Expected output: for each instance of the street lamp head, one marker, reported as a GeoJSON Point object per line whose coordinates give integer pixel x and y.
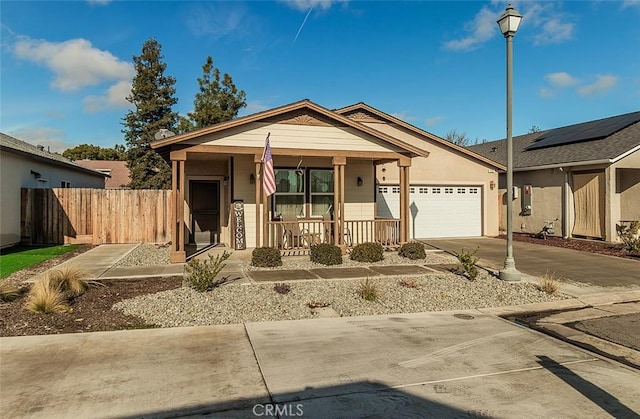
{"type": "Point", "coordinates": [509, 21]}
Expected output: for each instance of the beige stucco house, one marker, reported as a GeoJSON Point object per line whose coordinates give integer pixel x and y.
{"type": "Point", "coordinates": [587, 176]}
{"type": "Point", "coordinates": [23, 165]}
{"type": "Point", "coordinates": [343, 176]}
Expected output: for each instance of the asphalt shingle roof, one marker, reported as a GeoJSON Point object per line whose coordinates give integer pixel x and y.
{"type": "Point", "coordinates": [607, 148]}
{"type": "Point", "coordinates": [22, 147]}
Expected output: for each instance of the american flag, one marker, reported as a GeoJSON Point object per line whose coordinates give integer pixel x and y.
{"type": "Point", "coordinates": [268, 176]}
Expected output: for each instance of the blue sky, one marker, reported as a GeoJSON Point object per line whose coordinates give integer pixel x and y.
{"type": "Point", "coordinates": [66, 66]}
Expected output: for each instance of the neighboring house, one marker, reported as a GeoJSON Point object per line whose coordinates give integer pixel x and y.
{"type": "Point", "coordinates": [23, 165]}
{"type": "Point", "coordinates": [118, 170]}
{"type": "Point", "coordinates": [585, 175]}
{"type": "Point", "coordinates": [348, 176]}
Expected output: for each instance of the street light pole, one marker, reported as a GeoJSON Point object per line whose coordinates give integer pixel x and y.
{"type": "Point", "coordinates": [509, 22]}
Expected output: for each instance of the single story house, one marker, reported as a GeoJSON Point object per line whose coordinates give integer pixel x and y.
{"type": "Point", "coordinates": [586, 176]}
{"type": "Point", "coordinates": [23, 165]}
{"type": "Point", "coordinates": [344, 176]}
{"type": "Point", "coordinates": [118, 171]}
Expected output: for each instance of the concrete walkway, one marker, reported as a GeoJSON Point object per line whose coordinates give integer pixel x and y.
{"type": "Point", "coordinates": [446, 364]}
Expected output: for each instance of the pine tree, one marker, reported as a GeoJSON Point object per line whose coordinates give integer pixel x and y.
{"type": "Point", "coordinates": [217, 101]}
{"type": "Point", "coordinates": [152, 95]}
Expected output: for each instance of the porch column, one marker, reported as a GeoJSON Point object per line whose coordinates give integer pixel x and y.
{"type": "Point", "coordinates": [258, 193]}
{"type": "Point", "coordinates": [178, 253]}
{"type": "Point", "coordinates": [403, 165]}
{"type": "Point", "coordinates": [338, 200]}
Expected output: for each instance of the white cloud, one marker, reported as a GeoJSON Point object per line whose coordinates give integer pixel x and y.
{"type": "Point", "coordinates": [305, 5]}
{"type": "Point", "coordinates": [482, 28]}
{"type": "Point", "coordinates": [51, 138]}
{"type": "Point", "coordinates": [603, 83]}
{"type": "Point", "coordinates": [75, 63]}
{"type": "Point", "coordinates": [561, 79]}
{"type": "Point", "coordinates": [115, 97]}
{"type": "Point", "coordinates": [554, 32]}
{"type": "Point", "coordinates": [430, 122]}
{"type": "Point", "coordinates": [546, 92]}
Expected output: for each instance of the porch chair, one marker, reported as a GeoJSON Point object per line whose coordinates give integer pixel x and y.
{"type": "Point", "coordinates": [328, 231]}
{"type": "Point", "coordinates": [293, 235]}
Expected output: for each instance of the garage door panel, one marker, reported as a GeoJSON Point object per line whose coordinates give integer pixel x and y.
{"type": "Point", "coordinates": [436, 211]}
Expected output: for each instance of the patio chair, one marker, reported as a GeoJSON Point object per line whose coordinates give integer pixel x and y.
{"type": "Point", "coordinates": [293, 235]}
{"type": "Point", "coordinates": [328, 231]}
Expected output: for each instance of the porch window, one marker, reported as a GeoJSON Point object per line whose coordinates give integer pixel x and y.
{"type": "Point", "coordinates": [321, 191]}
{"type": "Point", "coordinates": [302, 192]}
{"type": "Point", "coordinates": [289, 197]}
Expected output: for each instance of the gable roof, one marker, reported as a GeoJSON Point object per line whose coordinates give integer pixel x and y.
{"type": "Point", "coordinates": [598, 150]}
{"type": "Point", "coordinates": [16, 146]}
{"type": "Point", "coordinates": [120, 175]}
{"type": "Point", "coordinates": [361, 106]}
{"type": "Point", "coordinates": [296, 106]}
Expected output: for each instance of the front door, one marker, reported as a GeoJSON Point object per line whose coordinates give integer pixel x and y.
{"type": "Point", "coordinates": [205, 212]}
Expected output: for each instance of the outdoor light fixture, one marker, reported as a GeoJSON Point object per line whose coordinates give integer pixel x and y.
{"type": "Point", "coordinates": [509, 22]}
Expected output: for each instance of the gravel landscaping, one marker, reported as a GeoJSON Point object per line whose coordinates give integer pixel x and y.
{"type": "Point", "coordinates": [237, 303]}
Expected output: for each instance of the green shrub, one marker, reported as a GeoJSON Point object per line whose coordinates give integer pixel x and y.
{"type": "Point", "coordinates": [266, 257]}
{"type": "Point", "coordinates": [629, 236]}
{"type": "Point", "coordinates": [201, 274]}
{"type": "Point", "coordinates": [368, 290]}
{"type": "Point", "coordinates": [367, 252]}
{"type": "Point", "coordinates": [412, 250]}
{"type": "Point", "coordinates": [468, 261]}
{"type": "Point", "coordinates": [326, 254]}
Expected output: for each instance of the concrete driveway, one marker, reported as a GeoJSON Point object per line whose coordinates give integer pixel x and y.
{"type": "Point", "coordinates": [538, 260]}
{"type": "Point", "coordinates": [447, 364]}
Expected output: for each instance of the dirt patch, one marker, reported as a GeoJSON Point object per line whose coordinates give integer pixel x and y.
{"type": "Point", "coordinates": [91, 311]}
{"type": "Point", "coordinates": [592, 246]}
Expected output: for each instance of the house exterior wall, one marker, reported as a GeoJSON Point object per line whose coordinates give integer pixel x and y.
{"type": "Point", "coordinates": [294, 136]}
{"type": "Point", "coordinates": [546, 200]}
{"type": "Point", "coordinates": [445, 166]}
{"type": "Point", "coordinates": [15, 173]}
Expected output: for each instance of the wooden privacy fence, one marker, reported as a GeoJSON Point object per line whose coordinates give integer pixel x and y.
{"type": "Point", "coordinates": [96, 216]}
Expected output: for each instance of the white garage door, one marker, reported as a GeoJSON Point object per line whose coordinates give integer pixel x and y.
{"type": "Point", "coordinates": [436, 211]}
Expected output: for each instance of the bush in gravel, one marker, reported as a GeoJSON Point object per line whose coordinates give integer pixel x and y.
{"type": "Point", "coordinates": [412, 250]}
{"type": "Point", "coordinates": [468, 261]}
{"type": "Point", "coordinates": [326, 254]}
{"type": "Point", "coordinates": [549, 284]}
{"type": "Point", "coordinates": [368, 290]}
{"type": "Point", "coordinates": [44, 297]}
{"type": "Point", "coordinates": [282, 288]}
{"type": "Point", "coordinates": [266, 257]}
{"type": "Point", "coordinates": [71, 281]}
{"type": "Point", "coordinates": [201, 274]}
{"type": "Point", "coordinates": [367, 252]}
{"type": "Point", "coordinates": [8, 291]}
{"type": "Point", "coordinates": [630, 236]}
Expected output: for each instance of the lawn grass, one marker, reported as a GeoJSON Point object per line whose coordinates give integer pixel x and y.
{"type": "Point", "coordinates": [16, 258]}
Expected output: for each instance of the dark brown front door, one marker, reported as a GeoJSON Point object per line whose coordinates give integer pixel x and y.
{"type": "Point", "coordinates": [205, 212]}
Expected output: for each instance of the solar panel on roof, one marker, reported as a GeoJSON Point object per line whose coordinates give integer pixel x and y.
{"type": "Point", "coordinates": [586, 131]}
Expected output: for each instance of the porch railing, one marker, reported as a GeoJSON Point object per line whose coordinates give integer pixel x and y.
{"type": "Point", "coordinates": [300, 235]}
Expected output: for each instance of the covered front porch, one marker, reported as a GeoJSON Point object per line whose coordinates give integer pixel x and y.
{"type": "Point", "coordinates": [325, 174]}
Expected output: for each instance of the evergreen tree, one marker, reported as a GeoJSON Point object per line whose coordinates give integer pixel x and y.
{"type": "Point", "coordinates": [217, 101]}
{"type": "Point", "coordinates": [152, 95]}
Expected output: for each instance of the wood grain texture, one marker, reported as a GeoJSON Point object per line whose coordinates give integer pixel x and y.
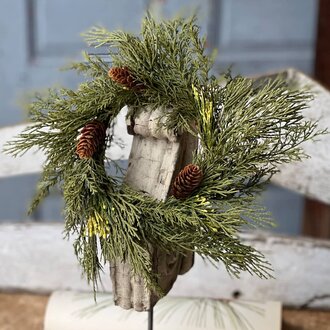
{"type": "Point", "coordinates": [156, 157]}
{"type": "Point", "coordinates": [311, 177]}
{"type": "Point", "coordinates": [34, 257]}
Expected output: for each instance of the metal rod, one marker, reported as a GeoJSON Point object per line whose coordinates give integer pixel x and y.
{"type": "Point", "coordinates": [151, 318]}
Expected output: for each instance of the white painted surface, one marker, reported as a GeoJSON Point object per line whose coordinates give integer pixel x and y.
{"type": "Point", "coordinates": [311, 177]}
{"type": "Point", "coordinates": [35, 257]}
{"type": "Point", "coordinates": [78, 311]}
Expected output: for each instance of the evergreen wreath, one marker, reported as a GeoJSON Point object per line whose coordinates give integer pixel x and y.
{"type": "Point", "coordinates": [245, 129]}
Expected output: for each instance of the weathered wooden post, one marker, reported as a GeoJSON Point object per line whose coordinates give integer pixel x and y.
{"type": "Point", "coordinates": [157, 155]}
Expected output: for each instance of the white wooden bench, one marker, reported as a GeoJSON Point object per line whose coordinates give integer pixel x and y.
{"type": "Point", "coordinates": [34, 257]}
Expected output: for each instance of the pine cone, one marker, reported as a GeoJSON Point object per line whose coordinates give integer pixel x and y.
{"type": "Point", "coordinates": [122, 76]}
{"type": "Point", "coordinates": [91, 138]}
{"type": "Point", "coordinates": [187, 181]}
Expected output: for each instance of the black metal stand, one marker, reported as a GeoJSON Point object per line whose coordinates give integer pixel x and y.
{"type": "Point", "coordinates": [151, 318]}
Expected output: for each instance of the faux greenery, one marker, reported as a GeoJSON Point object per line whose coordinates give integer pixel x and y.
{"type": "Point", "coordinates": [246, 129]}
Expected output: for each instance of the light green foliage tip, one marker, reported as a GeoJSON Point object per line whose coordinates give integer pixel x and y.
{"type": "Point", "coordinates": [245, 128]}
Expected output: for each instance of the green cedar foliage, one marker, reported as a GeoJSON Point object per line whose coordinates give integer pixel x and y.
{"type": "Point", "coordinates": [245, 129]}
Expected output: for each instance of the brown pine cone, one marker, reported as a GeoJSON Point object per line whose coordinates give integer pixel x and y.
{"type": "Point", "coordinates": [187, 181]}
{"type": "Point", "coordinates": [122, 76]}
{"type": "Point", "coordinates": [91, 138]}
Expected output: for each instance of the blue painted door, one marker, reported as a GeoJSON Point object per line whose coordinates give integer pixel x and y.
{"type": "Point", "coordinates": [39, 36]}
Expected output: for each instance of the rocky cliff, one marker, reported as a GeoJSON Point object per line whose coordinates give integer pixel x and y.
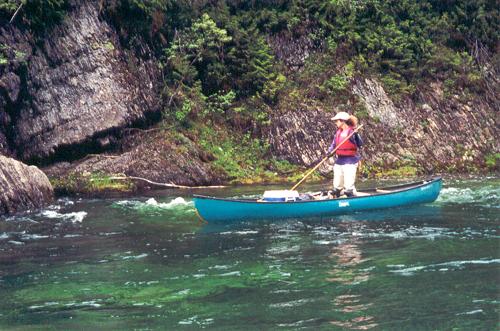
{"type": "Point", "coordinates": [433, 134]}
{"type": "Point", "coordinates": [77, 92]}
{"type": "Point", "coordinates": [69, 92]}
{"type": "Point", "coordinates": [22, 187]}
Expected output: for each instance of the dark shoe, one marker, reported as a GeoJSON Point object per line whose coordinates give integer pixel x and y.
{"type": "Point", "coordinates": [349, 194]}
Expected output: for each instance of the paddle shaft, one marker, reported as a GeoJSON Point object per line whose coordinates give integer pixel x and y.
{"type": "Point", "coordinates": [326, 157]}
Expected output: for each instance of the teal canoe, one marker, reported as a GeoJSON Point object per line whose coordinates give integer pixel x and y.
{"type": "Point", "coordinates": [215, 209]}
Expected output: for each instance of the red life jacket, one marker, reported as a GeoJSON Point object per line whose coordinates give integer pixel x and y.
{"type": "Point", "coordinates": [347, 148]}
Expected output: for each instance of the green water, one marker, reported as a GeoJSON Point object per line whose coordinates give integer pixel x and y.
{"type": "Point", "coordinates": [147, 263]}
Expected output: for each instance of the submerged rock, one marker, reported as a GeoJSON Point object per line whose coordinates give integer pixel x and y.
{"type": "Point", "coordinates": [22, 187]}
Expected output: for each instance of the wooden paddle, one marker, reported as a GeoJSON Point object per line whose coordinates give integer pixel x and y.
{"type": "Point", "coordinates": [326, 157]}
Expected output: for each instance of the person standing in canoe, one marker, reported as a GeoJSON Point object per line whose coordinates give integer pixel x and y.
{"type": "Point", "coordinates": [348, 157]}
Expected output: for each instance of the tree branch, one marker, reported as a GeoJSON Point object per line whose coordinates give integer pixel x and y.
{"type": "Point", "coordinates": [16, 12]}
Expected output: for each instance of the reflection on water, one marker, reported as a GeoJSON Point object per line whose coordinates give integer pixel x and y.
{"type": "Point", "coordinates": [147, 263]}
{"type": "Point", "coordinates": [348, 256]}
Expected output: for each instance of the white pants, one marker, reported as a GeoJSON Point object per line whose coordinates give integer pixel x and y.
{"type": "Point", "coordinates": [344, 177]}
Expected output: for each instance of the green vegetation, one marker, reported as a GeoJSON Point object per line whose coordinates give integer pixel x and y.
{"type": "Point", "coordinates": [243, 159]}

......

Output the line that contains "Expected output: for each instance of the reflection", followed by every later line in the listing, with no line omitted and none added.

*TASK RESULT*.
Expected output: for each instance of the reflection on water, one marker, reported as a GeoJSON Point object per line whose coordinates give integer pixel x and y.
{"type": "Point", "coordinates": [147, 263]}
{"type": "Point", "coordinates": [348, 256]}
Expected output: for each instance of the white pants, one marker, reported as a GeoJSON Point object per line whose coordinates give integer pixel x and y.
{"type": "Point", "coordinates": [344, 177]}
Expected output: for each instance of the green vegetation, one marker, reported as a GeoJSON Point object per line whose coordinates give integer pixel x and y.
{"type": "Point", "coordinates": [243, 159]}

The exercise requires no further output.